● **What you have to do**: Convert the listing into a Markdown table with the columns Number and Record line, one numbered row per line, skipping blank lines and leaving out the pictures. Start at the beginning of the listing and stop after the line that contains "362L106 371L125 379L44".

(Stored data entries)
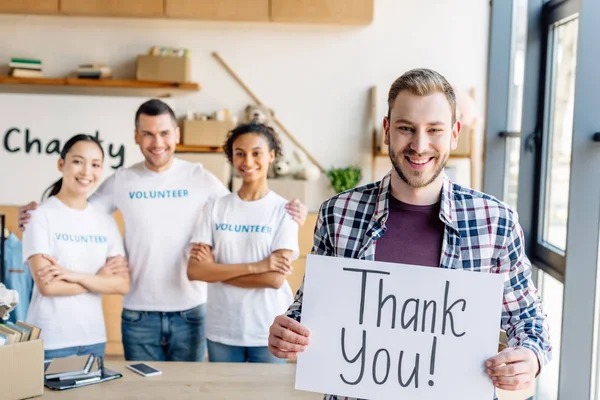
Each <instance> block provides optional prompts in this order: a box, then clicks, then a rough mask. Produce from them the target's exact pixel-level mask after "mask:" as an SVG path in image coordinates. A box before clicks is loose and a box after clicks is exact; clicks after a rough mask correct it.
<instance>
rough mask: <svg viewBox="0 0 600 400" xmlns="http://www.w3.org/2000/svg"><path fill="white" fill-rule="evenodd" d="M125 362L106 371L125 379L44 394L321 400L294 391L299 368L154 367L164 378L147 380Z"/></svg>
mask: <svg viewBox="0 0 600 400" xmlns="http://www.w3.org/2000/svg"><path fill="white" fill-rule="evenodd" d="M127 364H129V363H127V362H124V361H112V362H111V361H106V363H105V366H106V367H107V368H110V369H113V370H115V371H117V372H120V373H122V374H123V377H122V378H120V379H116V380H113V381H108V382H102V383H98V384H95V385H90V386H86V387H81V388H76V389H69V390H64V391H54V390H51V389H48V388H44V394H43V396H42V397H41V398H42V399H44V400H52V399H60V400H71V399H86V400H107V399H122V400H128V399H131V400H133V399H136V400H137V399H145V400H146V399H156V400H159V399H160V400H165V399H166V400H179V399H194V400H197V399H206V400H212V399H228V400H237V399H240V400H241V399H244V400H246V399H257V400H258V399H261V400H270V399H277V400H288V399H290V400H320V399H322V398H323V395H322V394H318V393H310V392H304V391H297V390H295V389H294V382H295V375H296V365H295V364H250V363H227V364H220V363H209V362H198V363H193V362H190V363H184V362H149V363H148V364H149V365H151V366H153V367H155V368H158V369H160V370H161V371H162V374H161V375H156V376H150V377H143V376H141V375H138V374H136V373H135V372H133V371H131V370H129V369H127V368H126V365H127Z"/></svg>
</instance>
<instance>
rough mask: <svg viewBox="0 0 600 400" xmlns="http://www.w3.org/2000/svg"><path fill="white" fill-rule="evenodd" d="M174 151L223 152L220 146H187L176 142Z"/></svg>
mask: <svg viewBox="0 0 600 400" xmlns="http://www.w3.org/2000/svg"><path fill="white" fill-rule="evenodd" d="M175 152H176V153H223V148H222V147H210V146H189V145H185V144H178V145H177V146H176V147H175Z"/></svg>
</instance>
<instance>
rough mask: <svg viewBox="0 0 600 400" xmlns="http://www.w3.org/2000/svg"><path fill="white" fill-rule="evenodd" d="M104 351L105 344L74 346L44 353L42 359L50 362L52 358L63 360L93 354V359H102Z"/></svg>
mask: <svg viewBox="0 0 600 400" xmlns="http://www.w3.org/2000/svg"><path fill="white" fill-rule="evenodd" d="M105 349H106V343H98V344H92V345H89V346H75V347H65V348H62V349H56V350H46V351H44V359H45V360H52V359H53V358H63V357H69V356H83V355H86V354H93V355H94V356H95V357H103V358H104V350H105Z"/></svg>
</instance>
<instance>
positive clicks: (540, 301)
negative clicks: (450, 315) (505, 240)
mask: <svg viewBox="0 0 600 400" xmlns="http://www.w3.org/2000/svg"><path fill="white" fill-rule="evenodd" d="M507 230H508V232H507V233H506V236H507V238H506V242H505V246H504V247H503V249H502V252H501V253H500V257H499V259H498V263H499V265H498V267H499V268H500V270H503V271H508V277H507V280H506V282H505V284H504V310H503V312H502V327H503V328H504V329H505V330H506V334H507V336H508V345H509V346H510V347H516V346H523V347H526V348H529V349H531V350H533V352H534V353H535V354H536V356H537V358H538V361H539V365H540V371H541V369H542V367H543V366H544V365H546V364H547V363H548V362H550V360H551V358H552V357H551V350H552V346H551V344H550V335H549V331H548V324H547V321H546V315H545V314H544V313H543V312H542V308H541V301H540V299H539V296H538V293H537V289H536V288H535V286H534V284H533V280H532V277H531V263H530V261H529V259H528V258H527V256H526V255H525V250H524V248H523V243H524V239H523V231H522V229H521V226H520V225H519V223H518V216H517V214H516V213H513V218H512V223H509V225H508V226H507Z"/></svg>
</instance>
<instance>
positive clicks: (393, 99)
mask: <svg viewBox="0 0 600 400" xmlns="http://www.w3.org/2000/svg"><path fill="white" fill-rule="evenodd" d="M405 90H406V91H408V92H410V93H411V94H414V95H416V96H427V95H429V94H432V93H436V92H440V93H443V94H444V95H445V96H446V99H447V100H448V104H450V109H451V111H452V124H453V125H454V123H455V122H456V94H455V93H454V89H453V88H452V86H451V85H450V83H448V81H447V80H446V78H444V77H443V76H442V74H440V73H439V72H436V71H433V70H430V69H426V68H417V69H412V70H410V71H407V72H405V73H404V74H402V76H400V77H399V78H398V79H396V80H395V81H394V83H392V86H391V87H390V91H389V93H388V119H389V118H390V113H391V110H392V107H393V105H394V102H395V101H396V98H397V97H398V94H400V92H402V91H405Z"/></svg>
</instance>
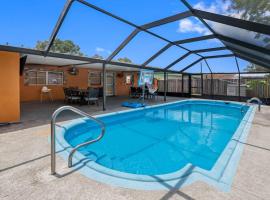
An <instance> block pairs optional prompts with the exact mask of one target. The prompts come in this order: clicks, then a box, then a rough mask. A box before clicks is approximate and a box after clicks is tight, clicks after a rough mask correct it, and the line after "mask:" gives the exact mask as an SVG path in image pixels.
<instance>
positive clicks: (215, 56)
mask: <svg viewBox="0 0 270 200" xmlns="http://www.w3.org/2000/svg"><path fill="white" fill-rule="evenodd" d="M233 56H234V54H224V55H215V56H205V57H204V58H205V59H213V58H228V57H233Z"/></svg>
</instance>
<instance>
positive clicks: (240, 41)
mask: <svg viewBox="0 0 270 200" xmlns="http://www.w3.org/2000/svg"><path fill="white" fill-rule="evenodd" d="M217 38H218V39H220V40H222V41H225V42H228V43H232V44H236V45H238V46H242V47H245V48H248V49H251V50H255V51H258V52H261V53H264V54H268V55H270V51H269V50H268V49H266V48H264V47H260V46H257V45H253V44H250V43H247V42H244V41H240V40H237V39H233V38H230V37H226V36H223V35H217ZM226 46H227V47H228V49H230V45H229V44H228V45H226Z"/></svg>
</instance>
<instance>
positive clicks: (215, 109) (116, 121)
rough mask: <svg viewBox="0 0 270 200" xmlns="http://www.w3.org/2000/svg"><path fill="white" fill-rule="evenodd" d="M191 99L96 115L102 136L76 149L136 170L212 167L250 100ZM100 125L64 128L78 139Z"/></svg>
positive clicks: (89, 154)
mask: <svg viewBox="0 0 270 200" xmlns="http://www.w3.org/2000/svg"><path fill="white" fill-rule="evenodd" d="M241 107H242V105H240V104H225V103H224V102H220V103H211V102H210V101H192V102H185V103H176V104H170V105H165V106H160V107H155V108H151V109H141V110H139V111H134V112H126V113H121V114H115V115H108V116H103V117H99V118H100V119H101V120H102V121H103V122H105V124H106V133H105V136H104V138H103V139H102V140H101V141H99V142H97V143H95V144H92V145H89V146H87V147H83V148H81V149H80V150H79V152H80V153H81V154H83V155H84V156H85V157H86V158H89V159H90V160H94V161H95V162H96V163H97V164H99V165H102V166H104V167H106V168H109V169H112V170H116V171H120V172H126V173H130V174H137V175H162V174H168V173H173V172H176V171H179V170H181V169H182V168H184V167H185V166H186V165H187V164H192V165H193V166H195V167H199V168H201V169H203V170H208V171H209V170H211V169H212V168H213V166H214V165H215V163H216V162H217V160H218V158H219V157H220V155H221V154H222V152H223V150H224V149H225V147H226V145H227V144H228V143H229V141H230V140H231V138H232V136H233V135H234V133H235V132H236V130H237V128H238V126H239V124H240V122H241V121H242V119H243V117H244V116H245V113H246V112H247V110H248V106H245V107H244V109H243V111H244V112H241ZM99 132H100V128H99V127H98V126H97V125H96V124H95V123H94V122H92V121H88V120H84V121H81V122H80V123H77V124H76V125H74V126H72V127H70V128H69V129H68V130H66V131H65V134H64V139H65V140H66V142H67V143H68V144H70V145H71V146H73V147H75V146H76V145H78V144H80V143H83V142H85V141H89V140H91V139H94V138H95V137H97V136H98V134H99Z"/></svg>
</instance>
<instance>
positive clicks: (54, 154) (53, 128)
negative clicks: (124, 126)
mask: <svg viewBox="0 0 270 200" xmlns="http://www.w3.org/2000/svg"><path fill="white" fill-rule="evenodd" d="M65 110H69V111H72V112H74V113H76V114H78V115H81V116H83V117H87V118H88V119H91V120H93V121H95V122H96V123H98V124H99V126H100V128H101V133H100V135H99V136H98V137H97V138H96V139H93V140H90V141H87V142H84V143H82V144H79V145H77V146H76V147H74V148H73V149H72V150H71V152H70V153H69V156H68V167H72V157H73V155H74V153H75V152H76V151H77V150H78V149H79V148H81V147H83V146H86V145H89V144H92V143H95V142H98V141H99V140H101V139H102V138H103V136H104V134H105V124H104V123H103V122H102V121H101V120H99V119H96V118H94V117H92V116H91V115H89V114H87V113H85V112H83V111H81V110H79V109H77V108H74V107H72V106H62V107H60V108H58V109H57V110H56V111H54V113H53V114H52V118H51V174H55V173H56V171H55V168H56V159H55V154H56V152H55V125H56V124H55V121H56V118H57V116H58V115H59V114H60V113H61V112H63V111H65Z"/></svg>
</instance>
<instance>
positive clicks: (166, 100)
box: [164, 71, 167, 101]
mask: <svg viewBox="0 0 270 200" xmlns="http://www.w3.org/2000/svg"><path fill="white" fill-rule="evenodd" d="M164 101H167V72H166V71H164Z"/></svg>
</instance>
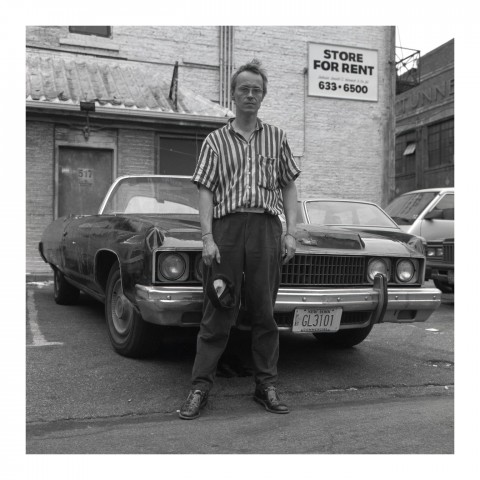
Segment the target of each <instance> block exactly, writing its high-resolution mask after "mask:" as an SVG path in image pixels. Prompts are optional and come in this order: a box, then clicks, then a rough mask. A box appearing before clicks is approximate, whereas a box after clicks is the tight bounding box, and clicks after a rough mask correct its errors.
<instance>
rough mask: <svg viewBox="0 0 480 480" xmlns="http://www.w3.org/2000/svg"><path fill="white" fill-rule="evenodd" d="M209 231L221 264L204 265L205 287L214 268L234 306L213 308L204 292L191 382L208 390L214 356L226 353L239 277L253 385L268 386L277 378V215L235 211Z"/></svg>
mask: <svg viewBox="0 0 480 480" xmlns="http://www.w3.org/2000/svg"><path fill="white" fill-rule="evenodd" d="M212 233H213V238H214V241H215V243H216V244H217V245H218V248H219V250H220V255H221V260H220V264H219V265H218V264H216V261H215V260H214V263H215V264H216V265H214V266H213V268H207V267H205V268H204V270H203V271H204V285H205V282H208V281H209V278H210V276H211V275H212V271H213V272H214V273H222V274H223V275H225V276H227V277H228V278H230V279H231V280H232V282H233V284H234V288H235V297H236V300H237V301H236V305H235V308H233V309H229V310H221V309H216V308H215V307H214V306H213V305H212V304H211V303H210V301H209V299H208V296H207V295H205V300H204V313H203V318H202V322H201V324H200V331H199V333H198V337H197V354H196V357H195V363H194V365H193V371H192V386H193V388H198V389H201V390H210V388H211V387H212V385H213V381H214V378H215V372H216V368H217V363H218V360H219V359H220V357H221V355H222V353H223V352H224V350H225V348H226V346H227V342H228V337H229V334H230V329H231V327H232V326H233V325H234V324H235V321H236V318H237V316H238V312H239V308H240V291H241V286H242V277H243V275H245V304H246V309H247V311H248V314H249V316H250V319H251V324H252V358H253V365H254V375H255V383H256V384H257V385H261V386H264V385H265V386H266V385H271V384H273V383H275V381H276V379H277V361H278V327H277V324H276V323H275V320H274V318H273V307H274V305H275V300H276V296H277V292H278V287H279V284H280V269H281V235H282V225H281V222H280V220H279V218H278V217H277V216H273V215H268V214H259V213H234V214H231V215H226V216H225V217H222V218H220V219H214V220H213V224H212Z"/></svg>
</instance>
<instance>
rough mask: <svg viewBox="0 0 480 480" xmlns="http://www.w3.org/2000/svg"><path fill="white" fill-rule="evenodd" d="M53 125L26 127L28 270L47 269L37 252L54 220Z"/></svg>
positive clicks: (49, 269)
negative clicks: (48, 228) (45, 235)
mask: <svg viewBox="0 0 480 480" xmlns="http://www.w3.org/2000/svg"><path fill="white" fill-rule="evenodd" d="M53 162H54V129H53V125H51V124H48V123H41V122H27V130H26V165H25V166H26V222H27V231H26V232H27V238H26V258H27V265H26V267H27V272H31V273H37V272H48V271H50V268H49V267H48V265H47V264H46V263H45V262H44V261H43V260H42V258H41V257H40V254H39V253H38V242H39V241H40V238H41V236H42V233H43V230H44V229H45V227H46V226H47V225H48V224H49V223H50V222H51V221H52V220H53V201H54V182H53V177H54V163H53Z"/></svg>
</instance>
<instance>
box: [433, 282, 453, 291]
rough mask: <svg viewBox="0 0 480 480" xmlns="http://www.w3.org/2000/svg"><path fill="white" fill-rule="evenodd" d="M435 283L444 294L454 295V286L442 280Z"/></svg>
mask: <svg viewBox="0 0 480 480" xmlns="http://www.w3.org/2000/svg"><path fill="white" fill-rule="evenodd" d="M433 283H434V284H435V286H436V287H437V288H438V289H439V290H441V291H442V292H443V293H454V287H453V285H449V284H448V283H447V282H442V281H441V280H434V281H433Z"/></svg>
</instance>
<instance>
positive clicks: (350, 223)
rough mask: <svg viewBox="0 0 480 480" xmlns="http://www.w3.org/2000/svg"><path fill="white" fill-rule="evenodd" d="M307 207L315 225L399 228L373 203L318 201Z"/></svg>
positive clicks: (307, 212)
mask: <svg viewBox="0 0 480 480" xmlns="http://www.w3.org/2000/svg"><path fill="white" fill-rule="evenodd" d="M305 205H306V209H307V213H308V216H309V218H310V223H313V224H318V225H348V226H351V225H359V226H369V227H390V228H398V227H397V226H396V225H395V223H394V222H392V220H391V219H390V218H388V216H387V215H385V213H384V212H383V210H382V209H381V208H379V207H377V206H376V205H374V204H371V203H361V202H336V201H331V200H318V201H317V200H316V201H307V202H306V204H305Z"/></svg>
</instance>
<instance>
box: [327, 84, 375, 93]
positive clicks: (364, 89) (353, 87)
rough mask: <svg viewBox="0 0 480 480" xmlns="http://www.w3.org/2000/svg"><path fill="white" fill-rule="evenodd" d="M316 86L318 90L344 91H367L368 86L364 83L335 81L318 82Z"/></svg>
mask: <svg viewBox="0 0 480 480" xmlns="http://www.w3.org/2000/svg"><path fill="white" fill-rule="evenodd" d="M318 88H320V90H332V91H333V92H334V91H336V90H343V91H344V92H351V93H368V87H367V86H366V85H353V84H352V83H343V84H340V83H336V82H323V81H322V82H319V84H318Z"/></svg>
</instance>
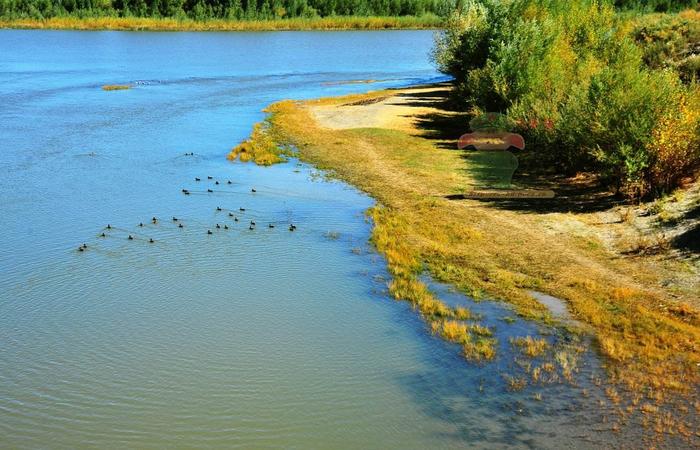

● **Response**:
| Number | Record line |
|---|---|
| 1 | Each <instance> block provides optional prompts in this order: a box, then clicks, then a rough mask. Produce from them the target's exact pixel-level mask after "mask:" as an SVG path in image coordinates. A box before clicks is loose and a box after clicks is exact; clicks after a rough mask correct it. |
| 2 | <instance> |
| 3 | rough mask: <svg viewBox="0 0 600 400" xmlns="http://www.w3.org/2000/svg"><path fill="white" fill-rule="evenodd" d="M125 362L106 371L125 379L44 394L321 400L294 391L299 368L154 367L164 378L147 380Z"/></svg> |